Tugas yang Diminta: Tolong tulis kembali bagian teks tentang gencatan senjata Israel-Hamas yang dibuka dengan kata-kata "Di antara periode" dan ditutup dengan "akhir Agustus 2024.", dengan menukar "tiga hari" menjadi "dua hari".

Kutipan untuk Dibaca:
________
Selanjutnya, serangan udara Israel menghantam kamp pengungsi Jabalia yang padat penduduk hingga menewaskan komandan Hamas di Gaza pada (31/10/2024). Petugas kesehatan Palestina mengatakan serangan itu menewaskan sekitar 50 orang dan melukai 150 orang.
Israel terus melakukan serangan brutal di Gaza sejak serangan awal Oktober lalu, meskipun ada resolusi Dewan Keamanan PBB yang menuntut gencatan senjata segera.
Baca Juga
Hampir 41.000 orang, sebagian besar perempuan dan anak-anak, tewas dan lebih dari 95.000 orang terluka, menurut otoritas kesehatan setempat.
Gencatan Senjata Alot
Sekitar Maret 2024, Israel-Hamas membahas soal perundingan gencatan senjata. Setidaknya ada Mesir, Amerika dan Qatar terlibat dalam upaya menghentikan perang sementara itu.
Pembicaraan selama berbulan-bulan telah membahas masalah yang sama, dengan Israel mengatakan perang hanya bisa berakhir dengan kehancuran Hamas sebagai kekuatan militer dan politik.
Sementara itu, Hamas mengatakan mereka hanya akan menerima gencatan senjata permanen, bukan sementara seperti permintaan Israel.
Di antara periode perundingan itu, akhirnya Militer Israel dan kelompok militan Palestina, Hamas, telah menyetujui gencatan senjata selama tiga hari di Gaza pada akhir Agustus 2024.
Kesepakatan itu dilakukan agar 640.000 anak dapat melakukan vaksin polio. Sebelumnya, WHO mengkonfirmasi pada 23 Agustus bahwa satu bayi telah lumpuh karena virus polio tipe 2. Kasus ini disebut merupakan kasus pertama di Gaza dalam 25 tahun.
Adapun, hingga kini perbincangan gencatan senjata permanen masih berlangsung. Pada intinya, pihak Israel menginginkan kelompok Hamas agar tidak beroperasi lagi.
________
(Butir dataset)
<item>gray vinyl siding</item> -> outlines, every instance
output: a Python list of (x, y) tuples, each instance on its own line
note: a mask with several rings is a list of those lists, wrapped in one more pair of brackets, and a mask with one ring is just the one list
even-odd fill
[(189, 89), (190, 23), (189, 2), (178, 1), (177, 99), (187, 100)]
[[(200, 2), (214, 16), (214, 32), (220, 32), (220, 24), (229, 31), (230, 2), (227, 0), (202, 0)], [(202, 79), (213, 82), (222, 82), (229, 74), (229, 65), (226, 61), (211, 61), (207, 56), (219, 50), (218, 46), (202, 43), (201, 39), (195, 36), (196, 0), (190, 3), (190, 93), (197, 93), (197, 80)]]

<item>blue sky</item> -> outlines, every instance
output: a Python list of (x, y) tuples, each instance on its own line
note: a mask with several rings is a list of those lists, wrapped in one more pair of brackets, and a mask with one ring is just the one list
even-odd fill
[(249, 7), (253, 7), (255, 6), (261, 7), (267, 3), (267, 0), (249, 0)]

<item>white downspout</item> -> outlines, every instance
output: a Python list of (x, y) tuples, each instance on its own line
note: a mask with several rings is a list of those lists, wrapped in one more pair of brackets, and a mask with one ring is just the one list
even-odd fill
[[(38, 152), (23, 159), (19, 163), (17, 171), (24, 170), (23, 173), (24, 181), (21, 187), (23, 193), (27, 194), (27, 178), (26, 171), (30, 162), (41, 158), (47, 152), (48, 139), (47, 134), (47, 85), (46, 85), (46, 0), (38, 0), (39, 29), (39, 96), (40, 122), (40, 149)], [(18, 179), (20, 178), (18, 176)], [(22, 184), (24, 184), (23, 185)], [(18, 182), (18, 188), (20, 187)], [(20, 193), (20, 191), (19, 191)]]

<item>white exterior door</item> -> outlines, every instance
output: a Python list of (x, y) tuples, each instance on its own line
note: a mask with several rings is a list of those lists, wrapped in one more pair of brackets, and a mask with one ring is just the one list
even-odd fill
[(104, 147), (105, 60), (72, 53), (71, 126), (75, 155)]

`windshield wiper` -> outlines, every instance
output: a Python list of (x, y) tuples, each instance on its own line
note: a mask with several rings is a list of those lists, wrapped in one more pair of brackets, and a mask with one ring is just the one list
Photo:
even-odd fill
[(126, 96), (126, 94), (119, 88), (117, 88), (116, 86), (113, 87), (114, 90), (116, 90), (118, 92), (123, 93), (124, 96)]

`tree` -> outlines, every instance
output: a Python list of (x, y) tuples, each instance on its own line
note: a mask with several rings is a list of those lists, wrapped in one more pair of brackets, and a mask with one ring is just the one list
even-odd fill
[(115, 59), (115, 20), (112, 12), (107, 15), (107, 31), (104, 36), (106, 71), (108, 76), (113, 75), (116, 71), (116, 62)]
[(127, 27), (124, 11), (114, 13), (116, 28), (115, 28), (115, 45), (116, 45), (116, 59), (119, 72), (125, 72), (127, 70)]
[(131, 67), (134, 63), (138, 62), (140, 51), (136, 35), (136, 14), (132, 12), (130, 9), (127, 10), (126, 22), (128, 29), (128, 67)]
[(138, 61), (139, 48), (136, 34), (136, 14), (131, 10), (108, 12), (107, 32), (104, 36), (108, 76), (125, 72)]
________
Jawaban Anda:
Di antara periode perundingan itu, akhirnya Militer Israel dan kelompok militan Palestina, Hamas, telah menyetujui gencatan senjata selama dua hari di Gaza pada akhir Agustus 2024.